REQUEST — Write out all entries word for word.

★ ★ ★ ★ ★ ★ ★

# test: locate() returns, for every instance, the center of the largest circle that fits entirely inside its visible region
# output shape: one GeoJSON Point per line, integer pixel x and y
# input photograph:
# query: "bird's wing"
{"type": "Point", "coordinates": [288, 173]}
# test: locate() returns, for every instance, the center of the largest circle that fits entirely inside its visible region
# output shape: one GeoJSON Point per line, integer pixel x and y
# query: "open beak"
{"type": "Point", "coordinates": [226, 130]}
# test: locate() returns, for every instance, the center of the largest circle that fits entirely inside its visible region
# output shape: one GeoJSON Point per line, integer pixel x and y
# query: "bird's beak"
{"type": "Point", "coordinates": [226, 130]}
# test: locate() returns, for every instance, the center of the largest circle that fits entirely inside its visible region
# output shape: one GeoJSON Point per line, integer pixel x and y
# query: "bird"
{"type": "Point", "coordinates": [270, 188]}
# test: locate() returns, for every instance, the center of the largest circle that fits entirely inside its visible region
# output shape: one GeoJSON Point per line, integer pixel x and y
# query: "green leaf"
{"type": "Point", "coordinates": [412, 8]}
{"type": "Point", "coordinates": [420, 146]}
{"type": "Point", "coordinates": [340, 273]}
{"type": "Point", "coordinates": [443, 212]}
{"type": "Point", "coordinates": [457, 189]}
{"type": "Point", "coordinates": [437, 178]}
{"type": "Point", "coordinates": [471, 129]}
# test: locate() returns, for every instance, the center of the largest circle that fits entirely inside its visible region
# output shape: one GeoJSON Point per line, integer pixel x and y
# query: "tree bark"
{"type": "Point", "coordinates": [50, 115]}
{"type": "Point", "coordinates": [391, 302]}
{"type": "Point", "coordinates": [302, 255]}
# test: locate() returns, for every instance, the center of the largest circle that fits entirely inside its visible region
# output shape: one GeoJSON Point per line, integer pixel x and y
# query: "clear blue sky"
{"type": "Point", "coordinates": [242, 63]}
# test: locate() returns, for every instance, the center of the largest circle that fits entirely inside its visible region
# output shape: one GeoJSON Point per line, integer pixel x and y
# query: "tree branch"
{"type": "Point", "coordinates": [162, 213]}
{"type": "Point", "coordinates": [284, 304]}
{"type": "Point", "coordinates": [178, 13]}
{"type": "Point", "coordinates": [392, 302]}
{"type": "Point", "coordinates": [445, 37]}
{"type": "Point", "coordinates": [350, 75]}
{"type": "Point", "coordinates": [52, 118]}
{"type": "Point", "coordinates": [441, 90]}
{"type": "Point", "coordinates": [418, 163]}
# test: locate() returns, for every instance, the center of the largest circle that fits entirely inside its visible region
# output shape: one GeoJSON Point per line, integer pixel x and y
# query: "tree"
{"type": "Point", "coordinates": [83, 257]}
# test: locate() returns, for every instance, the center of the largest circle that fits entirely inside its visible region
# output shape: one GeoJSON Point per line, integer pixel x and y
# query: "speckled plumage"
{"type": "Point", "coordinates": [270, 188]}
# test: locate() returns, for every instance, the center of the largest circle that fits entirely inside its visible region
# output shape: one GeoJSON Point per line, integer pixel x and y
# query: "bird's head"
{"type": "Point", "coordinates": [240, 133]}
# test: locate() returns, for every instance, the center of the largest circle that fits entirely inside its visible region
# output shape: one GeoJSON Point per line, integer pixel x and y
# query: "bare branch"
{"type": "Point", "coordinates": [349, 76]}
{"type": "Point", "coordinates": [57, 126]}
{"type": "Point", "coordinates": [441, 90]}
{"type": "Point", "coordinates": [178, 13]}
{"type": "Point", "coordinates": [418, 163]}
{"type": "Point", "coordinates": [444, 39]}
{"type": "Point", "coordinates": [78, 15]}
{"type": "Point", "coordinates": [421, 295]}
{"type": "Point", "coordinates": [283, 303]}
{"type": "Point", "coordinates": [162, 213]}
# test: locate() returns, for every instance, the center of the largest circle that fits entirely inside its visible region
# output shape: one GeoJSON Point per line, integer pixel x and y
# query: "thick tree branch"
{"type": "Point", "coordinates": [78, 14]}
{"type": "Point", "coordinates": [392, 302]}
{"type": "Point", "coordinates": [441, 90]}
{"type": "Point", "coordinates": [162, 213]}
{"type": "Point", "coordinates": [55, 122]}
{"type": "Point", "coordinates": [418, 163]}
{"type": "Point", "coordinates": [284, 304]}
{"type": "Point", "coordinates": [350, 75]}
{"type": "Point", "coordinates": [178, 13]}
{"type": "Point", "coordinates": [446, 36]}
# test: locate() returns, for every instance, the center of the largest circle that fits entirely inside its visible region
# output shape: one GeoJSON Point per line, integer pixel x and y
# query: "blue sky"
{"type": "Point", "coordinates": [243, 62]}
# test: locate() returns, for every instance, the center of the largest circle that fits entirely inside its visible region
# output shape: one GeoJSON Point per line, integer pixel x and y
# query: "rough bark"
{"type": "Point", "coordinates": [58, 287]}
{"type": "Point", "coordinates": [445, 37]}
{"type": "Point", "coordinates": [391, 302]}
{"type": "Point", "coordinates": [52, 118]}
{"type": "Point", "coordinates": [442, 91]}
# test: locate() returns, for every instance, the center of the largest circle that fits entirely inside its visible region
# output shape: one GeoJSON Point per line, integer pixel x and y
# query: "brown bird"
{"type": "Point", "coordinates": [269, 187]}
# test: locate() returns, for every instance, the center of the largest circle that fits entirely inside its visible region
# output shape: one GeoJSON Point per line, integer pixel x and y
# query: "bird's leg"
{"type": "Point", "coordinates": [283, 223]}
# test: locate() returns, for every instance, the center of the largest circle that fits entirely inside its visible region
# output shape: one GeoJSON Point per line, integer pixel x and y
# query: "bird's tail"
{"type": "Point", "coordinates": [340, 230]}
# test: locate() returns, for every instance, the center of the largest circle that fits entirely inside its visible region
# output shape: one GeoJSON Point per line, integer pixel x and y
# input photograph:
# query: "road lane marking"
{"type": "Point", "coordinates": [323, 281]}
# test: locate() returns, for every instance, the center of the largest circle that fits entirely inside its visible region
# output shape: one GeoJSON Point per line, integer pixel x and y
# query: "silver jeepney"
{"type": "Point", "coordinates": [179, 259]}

★ ★ ★ ★ ★ ★ ★

ANSWER TO THIS TASK —
# test: locate() returns, for every instance, the center of the largest circle that fits entirely inside its visible region
# output shape: one GeoJSON Point per line, integer pixel x and y
# input photograph:
# query: "bird's wing"
{"type": "Point", "coordinates": [288, 173]}
# test: locate() returns, for every instance, the center of the largest circle that fits entirely inside its visible region
# output shape: one GeoJSON Point per line, integer pixel x and y
# query: "open beak"
{"type": "Point", "coordinates": [226, 130]}
# test: locate() returns, for every instance, the center of the largest circle that fits entirely inside its visible region
# output shape: one GeoJSON Point per line, integer pixel x and y
# query: "bird's beak"
{"type": "Point", "coordinates": [226, 130]}
# test: locate() returns, for every instance, the center of the largest circle that fits entirely inside its visible region
# output shape: one GeoJSON Point per line, integer pixel x and y
# query: "bird"
{"type": "Point", "coordinates": [270, 188]}
# test: locate() returns, for every instance, the center of the largest circle that fits entirely inside its visible region
# output shape: one GeoJSON Point per line, integer pixel x and y
# query: "green leaf"
{"type": "Point", "coordinates": [412, 8]}
{"type": "Point", "coordinates": [420, 146]}
{"type": "Point", "coordinates": [340, 273]}
{"type": "Point", "coordinates": [443, 212]}
{"type": "Point", "coordinates": [457, 189]}
{"type": "Point", "coordinates": [437, 178]}
{"type": "Point", "coordinates": [471, 129]}
# test: locate() returns, for every instance, the center of the largest circle that fits entirely inside its visible region
# output shape: one GeoJSON Point per line, integer pixel x and y
# query: "tree bark"
{"type": "Point", "coordinates": [50, 115]}
{"type": "Point", "coordinates": [391, 302]}
{"type": "Point", "coordinates": [302, 255]}
# test: locate() returns, for every instance, the center of the largest circle that fits entirely inside its visible region
# output shape: one GeoJSON Point per line, integer pixel x and y
# query: "clear blue sky"
{"type": "Point", "coordinates": [242, 63]}
# test: locate() returns, for every instance, the center of the largest circle that fits entirely inside its visible region
# output shape: one GeoJSON Point per line, integer pixel x and y
# query: "tree branch"
{"type": "Point", "coordinates": [162, 213]}
{"type": "Point", "coordinates": [284, 304]}
{"type": "Point", "coordinates": [178, 13]}
{"type": "Point", "coordinates": [392, 302]}
{"type": "Point", "coordinates": [445, 37]}
{"type": "Point", "coordinates": [350, 75]}
{"type": "Point", "coordinates": [52, 118]}
{"type": "Point", "coordinates": [441, 90]}
{"type": "Point", "coordinates": [418, 163]}
# test: locate() returns, for every instance, the center of the largest circle that fits entirely inside its visible region
# output shape: one GeoJSON Point per line, integer pixel x and y
# query: "tree"
{"type": "Point", "coordinates": [83, 257]}
# test: locate() returns, for every instance, the center of the largest circle that fits entirely inside its visible region
# output shape: one GeoJSON Point per line, integer pixel x and y
# query: "speckled plumage"
{"type": "Point", "coordinates": [270, 188]}
# test: locate() returns, for every instance, the center of the largest circle that fits entirely inside its visible region
# output shape: one GeoJSON Point per line, integer pixel x and y
# query: "bird's head"
{"type": "Point", "coordinates": [240, 133]}
# test: locate() returns, for every instance, the center of the largest circle that fits entirely inside its visible region
# output shape: one GeoJSON Point per line, integer pixel x and y
# query: "bare branch"
{"type": "Point", "coordinates": [349, 76]}
{"type": "Point", "coordinates": [57, 126]}
{"type": "Point", "coordinates": [441, 90]}
{"type": "Point", "coordinates": [178, 13]}
{"type": "Point", "coordinates": [418, 163]}
{"type": "Point", "coordinates": [444, 39]}
{"type": "Point", "coordinates": [78, 15]}
{"type": "Point", "coordinates": [421, 295]}
{"type": "Point", "coordinates": [283, 303]}
{"type": "Point", "coordinates": [162, 213]}
# test: locate() returns, for every instance, the center of the largest circle that fits entirely inside its visible region
# output shape: one GeoJSON Point per line, integer pixel x and y
# query: "thick tree branch"
{"type": "Point", "coordinates": [78, 14]}
{"type": "Point", "coordinates": [392, 302]}
{"type": "Point", "coordinates": [441, 90]}
{"type": "Point", "coordinates": [162, 213]}
{"type": "Point", "coordinates": [55, 122]}
{"type": "Point", "coordinates": [418, 163]}
{"type": "Point", "coordinates": [284, 304]}
{"type": "Point", "coordinates": [350, 75]}
{"type": "Point", "coordinates": [178, 13]}
{"type": "Point", "coordinates": [446, 36]}
# test: locate() returns, for every instance, the center of the largest circle that fits entirely inside its visible region
# output shape: one GeoJSON Point per line, integer pixel x and y
# query: "blue sky"
{"type": "Point", "coordinates": [243, 62]}
# test: locate() returns, for every instance, the center of the largest circle that fits entirely inside its visible region
# output shape: one GeoJSON Point per line, integer pixel x and y
# query: "rough bark"
{"type": "Point", "coordinates": [58, 287]}
{"type": "Point", "coordinates": [445, 37]}
{"type": "Point", "coordinates": [391, 302]}
{"type": "Point", "coordinates": [52, 118]}
{"type": "Point", "coordinates": [442, 91]}
# test: locate() returns, for every instance, the center of the largest circle that fits entirely inside its visible region
# output shape: one GeoJSON Point per line, integer pixel x and y
# query: "brown bird"
{"type": "Point", "coordinates": [269, 187]}
# test: locate() returns, for every instance, the center of the largest circle that fits entirely inside its visible region
# output shape: one GeoJSON Point per line, integer pixel x and y
# query: "bird's leg"
{"type": "Point", "coordinates": [283, 223]}
# test: locate() returns, for every instance, the center of the largest circle that fits entirely inside its visible region
# output shape: one GeoJSON Point per line, integer pixel x and y
# query: "bird's tail"
{"type": "Point", "coordinates": [340, 230]}
# test: locate() returns, for every instance, the center of the largest circle that fits entirely inside its visible region
# output shape: one GeoJSON Point per line, integer pixel x and y
# input photograph:
# query: "road lane marking"
{"type": "Point", "coordinates": [323, 281]}
# test: locate() returns, for every instance, the center of the largest circle that fits entirely inside its visible region
# output shape: one GeoJSON Point per line, integer pixel x and y
# query: "silver jeepney"
{"type": "Point", "coordinates": [179, 259]}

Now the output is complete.